Dataset entries:

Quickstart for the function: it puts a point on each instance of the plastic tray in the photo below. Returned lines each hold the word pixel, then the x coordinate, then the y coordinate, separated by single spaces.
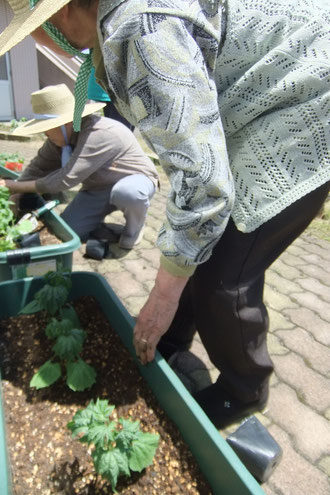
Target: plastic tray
pixel 220 465
pixel 36 261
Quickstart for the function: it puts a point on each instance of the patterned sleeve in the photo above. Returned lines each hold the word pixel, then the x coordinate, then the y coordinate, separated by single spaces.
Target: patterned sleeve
pixel 172 96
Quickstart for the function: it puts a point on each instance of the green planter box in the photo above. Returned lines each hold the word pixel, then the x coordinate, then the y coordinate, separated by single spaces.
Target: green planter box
pixel 220 465
pixel 34 261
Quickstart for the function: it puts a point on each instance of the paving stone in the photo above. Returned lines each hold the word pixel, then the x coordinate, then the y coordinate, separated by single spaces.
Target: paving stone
pixel 274 345
pixel 314 303
pixel 315 286
pixel 281 284
pixel 315 355
pixel 316 260
pixel 115 266
pixel 310 386
pixel 310 321
pixel 141 270
pixel 278 321
pixel 293 260
pixel 309 431
pixel 317 272
pixel 296 250
pixel 268 491
pixel 286 271
pixel 324 464
pixel 276 300
pixel 295 475
pixel 316 246
pixel 134 304
pixel 124 285
pixel 152 256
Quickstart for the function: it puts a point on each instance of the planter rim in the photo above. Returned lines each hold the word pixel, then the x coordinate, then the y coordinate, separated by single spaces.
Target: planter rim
pixel 219 463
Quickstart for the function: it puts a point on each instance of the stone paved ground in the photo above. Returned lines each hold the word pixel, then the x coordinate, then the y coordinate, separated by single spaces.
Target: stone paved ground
pixel 298 298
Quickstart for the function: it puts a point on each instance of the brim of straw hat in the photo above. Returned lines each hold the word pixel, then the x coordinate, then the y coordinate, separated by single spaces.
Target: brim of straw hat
pixel 27 21
pixel 36 126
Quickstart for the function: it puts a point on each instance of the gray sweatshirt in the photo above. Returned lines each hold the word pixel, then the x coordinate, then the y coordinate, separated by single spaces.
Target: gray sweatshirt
pixel 104 151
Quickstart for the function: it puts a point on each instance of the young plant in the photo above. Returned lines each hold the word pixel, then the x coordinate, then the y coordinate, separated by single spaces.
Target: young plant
pixel 54 294
pixel 65 331
pixel 9 231
pixel 12 161
pixel 119 446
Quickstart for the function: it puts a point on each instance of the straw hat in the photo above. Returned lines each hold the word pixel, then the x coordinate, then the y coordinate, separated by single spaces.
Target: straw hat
pixel 26 20
pixel 53 107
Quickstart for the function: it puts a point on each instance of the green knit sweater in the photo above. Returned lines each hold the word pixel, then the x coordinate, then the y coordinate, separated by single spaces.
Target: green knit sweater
pixel 232 96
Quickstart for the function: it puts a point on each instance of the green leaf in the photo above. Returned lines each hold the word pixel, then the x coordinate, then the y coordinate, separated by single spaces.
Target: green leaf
pixel 53 329
pixel 111 464
pixel 32 307
pixel 69 313
pixel 46 375
pixel 101 410
pixel 128 433
pixel 101 434
pixel 51 299
pixel 60 277
pixel 25 227
pixel 67 347
pixel 143 451
pixel 80 424
pixel 80 375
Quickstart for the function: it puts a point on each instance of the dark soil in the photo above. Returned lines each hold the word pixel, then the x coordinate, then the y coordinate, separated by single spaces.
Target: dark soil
pixel 44 458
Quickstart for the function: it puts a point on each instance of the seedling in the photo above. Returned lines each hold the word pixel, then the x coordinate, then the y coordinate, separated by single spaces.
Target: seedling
pixel 64 329
pixel 119 445
pixel 9 231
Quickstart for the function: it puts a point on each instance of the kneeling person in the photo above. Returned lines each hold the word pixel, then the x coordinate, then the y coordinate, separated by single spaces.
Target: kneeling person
pixel 104 157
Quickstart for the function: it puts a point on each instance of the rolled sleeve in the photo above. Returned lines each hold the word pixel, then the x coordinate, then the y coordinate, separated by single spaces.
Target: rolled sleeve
pixel 174 100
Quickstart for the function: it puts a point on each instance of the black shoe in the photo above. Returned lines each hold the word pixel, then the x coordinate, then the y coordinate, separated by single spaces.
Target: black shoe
pixel 223 409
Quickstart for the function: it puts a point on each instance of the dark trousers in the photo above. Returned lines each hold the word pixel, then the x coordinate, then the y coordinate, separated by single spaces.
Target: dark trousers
pixel 223 300
pixel 111 112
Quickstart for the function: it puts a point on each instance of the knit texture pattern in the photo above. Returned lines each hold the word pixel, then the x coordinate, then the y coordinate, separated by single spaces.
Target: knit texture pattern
pixel 232 96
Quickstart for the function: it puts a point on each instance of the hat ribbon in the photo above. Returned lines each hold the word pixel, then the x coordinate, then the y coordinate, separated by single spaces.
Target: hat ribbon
pixel 81 84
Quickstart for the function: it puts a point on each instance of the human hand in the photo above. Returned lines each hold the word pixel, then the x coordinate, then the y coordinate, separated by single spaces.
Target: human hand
pixel 15 198
pixel 157 314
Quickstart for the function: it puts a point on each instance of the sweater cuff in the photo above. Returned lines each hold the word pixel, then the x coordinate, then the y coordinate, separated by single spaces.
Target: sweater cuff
pixel 176 270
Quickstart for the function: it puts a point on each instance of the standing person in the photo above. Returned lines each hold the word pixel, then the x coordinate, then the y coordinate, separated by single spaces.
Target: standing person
pixel 233 97
pixel 104 157
pixel 96 93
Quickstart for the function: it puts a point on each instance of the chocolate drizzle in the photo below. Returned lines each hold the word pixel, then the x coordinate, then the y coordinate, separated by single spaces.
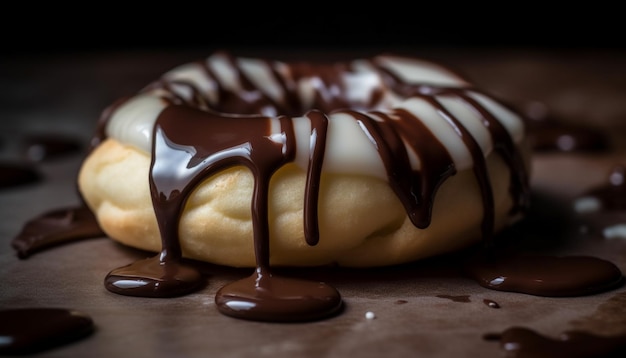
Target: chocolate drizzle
pixel 194 138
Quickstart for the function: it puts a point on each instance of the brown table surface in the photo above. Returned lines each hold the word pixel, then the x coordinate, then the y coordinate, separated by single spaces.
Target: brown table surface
pixel 65 94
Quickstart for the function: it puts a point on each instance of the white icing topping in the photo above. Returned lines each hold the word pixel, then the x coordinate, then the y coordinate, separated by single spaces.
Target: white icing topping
pixel 349 150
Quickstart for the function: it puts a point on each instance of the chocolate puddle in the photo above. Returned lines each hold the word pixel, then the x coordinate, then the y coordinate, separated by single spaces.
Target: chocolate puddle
pixel 544 275
pixel 56 227
pixel 520 342
pixel 190 144
pixel 185 154
pixel 33 330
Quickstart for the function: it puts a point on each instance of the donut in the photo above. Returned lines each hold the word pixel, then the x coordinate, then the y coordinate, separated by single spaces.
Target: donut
pixel 364 162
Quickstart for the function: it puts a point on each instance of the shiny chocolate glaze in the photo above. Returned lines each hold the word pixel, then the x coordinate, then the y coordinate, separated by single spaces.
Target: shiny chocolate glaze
pixel 543 275
pixel 192 143
pixel 265 296
pixel 32 330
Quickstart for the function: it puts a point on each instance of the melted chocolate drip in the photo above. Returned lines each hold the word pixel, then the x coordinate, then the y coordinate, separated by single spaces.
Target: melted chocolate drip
pixel 13 175
pixel 545 275
pixel 154 277
pixel 520 342
pixel 33 330
pixel 266 297
pixel 56 227
pixel 194 138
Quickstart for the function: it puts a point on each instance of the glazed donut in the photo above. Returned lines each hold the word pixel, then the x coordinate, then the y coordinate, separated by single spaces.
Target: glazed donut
pixel 361 163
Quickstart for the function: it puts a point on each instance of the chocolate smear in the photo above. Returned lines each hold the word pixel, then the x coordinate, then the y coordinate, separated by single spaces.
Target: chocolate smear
pixel 33 330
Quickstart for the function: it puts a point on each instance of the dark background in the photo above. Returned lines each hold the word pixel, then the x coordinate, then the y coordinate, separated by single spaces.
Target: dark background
pixel 176 25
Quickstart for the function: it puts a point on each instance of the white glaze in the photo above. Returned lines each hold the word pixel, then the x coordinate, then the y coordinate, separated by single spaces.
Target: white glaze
pixel 349 150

Exercise » Show every line above in which the word "below" appears.

Reply to the exercise »
Quickstart for the function: it puts a point on each instance of the plastic tray in the photo below. Returned lines each hold the word pixel, then the x coordinate, then the y coordinate, separated by single spaces.
Quickstart for the function: it puts a point on each instance of the chocolate drizzle in the photo below. Returned lines each hold the word pixel, then the x coordinate, then the y coordinate, separated by single spaces.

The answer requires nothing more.